• WORK TO DO: Count the lines below that contain the string "crown", and reply with the number alone.
— Start of ENTRIES SUPPLIED —
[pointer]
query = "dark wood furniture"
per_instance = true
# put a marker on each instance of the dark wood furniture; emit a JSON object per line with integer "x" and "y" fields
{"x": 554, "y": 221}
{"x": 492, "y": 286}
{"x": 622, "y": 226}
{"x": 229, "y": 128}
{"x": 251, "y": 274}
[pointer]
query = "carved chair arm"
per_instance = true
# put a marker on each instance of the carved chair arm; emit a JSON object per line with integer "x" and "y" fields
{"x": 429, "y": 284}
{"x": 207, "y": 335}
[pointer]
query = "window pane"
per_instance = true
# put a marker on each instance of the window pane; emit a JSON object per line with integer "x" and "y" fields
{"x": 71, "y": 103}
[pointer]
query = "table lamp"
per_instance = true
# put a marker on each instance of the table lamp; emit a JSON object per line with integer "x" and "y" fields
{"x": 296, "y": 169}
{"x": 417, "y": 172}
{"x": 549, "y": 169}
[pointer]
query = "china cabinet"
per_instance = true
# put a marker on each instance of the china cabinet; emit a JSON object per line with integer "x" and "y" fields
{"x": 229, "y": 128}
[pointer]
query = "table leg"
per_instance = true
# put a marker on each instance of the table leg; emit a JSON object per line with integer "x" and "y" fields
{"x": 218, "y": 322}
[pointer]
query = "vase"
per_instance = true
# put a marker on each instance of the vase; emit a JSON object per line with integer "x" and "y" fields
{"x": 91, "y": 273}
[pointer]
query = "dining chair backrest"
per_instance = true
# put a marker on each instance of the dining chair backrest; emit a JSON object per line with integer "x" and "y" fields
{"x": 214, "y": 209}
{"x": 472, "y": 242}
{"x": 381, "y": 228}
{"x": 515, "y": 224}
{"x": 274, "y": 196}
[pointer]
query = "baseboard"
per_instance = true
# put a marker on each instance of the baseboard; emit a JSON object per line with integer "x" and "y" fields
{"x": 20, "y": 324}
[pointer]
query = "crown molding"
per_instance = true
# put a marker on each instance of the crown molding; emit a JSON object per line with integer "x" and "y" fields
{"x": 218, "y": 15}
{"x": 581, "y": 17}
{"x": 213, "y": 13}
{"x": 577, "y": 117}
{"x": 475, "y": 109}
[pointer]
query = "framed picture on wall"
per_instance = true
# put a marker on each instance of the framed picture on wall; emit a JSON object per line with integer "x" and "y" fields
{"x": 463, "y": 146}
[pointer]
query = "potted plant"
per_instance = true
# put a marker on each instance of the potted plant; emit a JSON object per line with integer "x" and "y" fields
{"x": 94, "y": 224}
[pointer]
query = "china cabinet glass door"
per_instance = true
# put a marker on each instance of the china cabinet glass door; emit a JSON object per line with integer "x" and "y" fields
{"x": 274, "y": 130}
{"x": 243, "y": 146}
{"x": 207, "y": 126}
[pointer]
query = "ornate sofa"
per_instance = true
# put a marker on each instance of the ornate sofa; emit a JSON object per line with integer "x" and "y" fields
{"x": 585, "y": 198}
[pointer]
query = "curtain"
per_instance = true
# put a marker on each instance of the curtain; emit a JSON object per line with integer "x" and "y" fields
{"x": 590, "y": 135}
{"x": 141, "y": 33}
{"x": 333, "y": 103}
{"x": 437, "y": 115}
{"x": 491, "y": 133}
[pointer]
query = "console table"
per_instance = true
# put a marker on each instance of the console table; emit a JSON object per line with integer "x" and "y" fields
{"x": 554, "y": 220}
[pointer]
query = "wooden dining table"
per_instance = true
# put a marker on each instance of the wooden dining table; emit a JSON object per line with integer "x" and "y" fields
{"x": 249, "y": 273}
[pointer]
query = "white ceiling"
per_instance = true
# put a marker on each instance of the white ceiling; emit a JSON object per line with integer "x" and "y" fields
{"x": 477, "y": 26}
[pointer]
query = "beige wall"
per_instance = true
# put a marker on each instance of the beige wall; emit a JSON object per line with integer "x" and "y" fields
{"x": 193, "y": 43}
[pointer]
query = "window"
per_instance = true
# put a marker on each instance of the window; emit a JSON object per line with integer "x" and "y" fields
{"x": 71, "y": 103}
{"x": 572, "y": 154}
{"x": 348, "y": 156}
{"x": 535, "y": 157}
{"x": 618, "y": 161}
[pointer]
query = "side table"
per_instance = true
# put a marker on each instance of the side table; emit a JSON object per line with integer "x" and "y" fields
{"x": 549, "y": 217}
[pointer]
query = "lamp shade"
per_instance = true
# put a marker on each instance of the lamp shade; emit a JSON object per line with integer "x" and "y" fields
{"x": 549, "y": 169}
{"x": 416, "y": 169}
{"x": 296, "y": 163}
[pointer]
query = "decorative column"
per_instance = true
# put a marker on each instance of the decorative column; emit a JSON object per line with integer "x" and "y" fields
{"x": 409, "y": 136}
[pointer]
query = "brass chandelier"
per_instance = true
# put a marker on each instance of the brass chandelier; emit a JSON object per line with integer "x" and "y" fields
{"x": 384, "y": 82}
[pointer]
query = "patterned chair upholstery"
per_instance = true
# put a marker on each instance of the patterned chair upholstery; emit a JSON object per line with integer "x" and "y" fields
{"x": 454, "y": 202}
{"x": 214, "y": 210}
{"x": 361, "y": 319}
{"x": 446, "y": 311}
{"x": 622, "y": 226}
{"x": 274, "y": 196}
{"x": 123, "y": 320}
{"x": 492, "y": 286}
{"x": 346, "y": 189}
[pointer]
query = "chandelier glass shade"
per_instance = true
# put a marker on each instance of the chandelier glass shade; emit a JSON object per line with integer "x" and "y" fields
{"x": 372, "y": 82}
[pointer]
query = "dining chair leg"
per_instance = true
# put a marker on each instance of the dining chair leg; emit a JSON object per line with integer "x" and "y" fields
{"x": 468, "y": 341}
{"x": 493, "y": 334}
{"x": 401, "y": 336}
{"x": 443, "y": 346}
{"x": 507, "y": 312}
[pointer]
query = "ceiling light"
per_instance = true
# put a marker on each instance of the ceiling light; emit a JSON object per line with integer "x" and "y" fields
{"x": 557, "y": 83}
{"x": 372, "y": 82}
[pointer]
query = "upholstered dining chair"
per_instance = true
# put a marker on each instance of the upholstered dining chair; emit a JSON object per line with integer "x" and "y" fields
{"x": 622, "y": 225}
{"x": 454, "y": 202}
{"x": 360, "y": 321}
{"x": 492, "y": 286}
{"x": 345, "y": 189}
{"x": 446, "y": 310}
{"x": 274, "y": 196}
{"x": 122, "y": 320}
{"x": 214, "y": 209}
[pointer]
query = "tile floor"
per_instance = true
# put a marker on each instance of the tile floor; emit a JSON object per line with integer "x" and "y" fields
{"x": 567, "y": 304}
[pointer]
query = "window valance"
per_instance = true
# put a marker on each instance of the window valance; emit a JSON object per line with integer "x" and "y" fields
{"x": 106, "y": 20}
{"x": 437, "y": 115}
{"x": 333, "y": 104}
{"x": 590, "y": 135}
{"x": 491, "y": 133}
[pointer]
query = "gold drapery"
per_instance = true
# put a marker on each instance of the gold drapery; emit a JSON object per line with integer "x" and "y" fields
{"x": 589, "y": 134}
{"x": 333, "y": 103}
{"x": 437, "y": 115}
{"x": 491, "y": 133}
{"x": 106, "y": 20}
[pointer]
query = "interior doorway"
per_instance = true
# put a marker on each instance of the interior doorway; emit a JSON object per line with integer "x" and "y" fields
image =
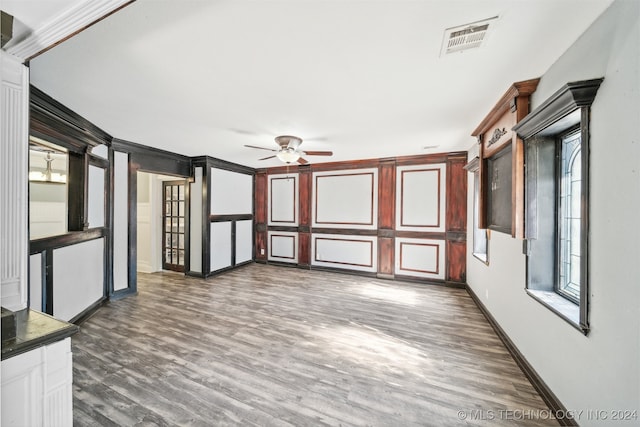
{"x": 173, "y": 225}
{"x": 161, "y": 223}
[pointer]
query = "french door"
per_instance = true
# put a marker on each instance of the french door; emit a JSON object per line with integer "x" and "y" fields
{"x": 173, "y": 225}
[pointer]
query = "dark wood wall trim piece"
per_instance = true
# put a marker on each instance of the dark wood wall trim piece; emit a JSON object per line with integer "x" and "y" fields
{"x": 68, "y": 239}
{"x": 53, "y": 121}
{"x": 154, "y": 160}
{"x": 88, "y": 312}
{"x": 541, "y": 387}
{"x": 132, "y": 227}
{"x": 260, "y": 217}
{"x": 230, "y": 217}
{"x": 456, "y": 210}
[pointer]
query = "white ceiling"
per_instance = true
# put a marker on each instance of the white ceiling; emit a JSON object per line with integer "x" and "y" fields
{"x": 362, "y": 78}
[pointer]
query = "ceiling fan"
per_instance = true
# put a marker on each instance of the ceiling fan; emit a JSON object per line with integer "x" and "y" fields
{"x": 289, "y": 151}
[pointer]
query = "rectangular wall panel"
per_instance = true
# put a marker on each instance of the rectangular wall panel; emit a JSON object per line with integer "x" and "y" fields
{"x": 283, "y": 246}
{"x": 346, "y": 199}
{"x": 244, "y": 241}
{"x": 283, "y": 199}
{"x": 195, "y": 223}
{"x": 421, "y": 198}
{"x": 231, "y": 192}
{"x": 120, "y": 221}
{"x": 14, "y": 150}
{"x": 220, "y": 245}
{"x": 78, "y": 278}
{"x": 347, "y": 252}
{"x": 420, "y": 258}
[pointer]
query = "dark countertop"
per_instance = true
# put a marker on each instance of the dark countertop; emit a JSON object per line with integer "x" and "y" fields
{"x": 33, "y": 330}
— End of ENTRIES SUPPLIED —
• RESPONSE: 2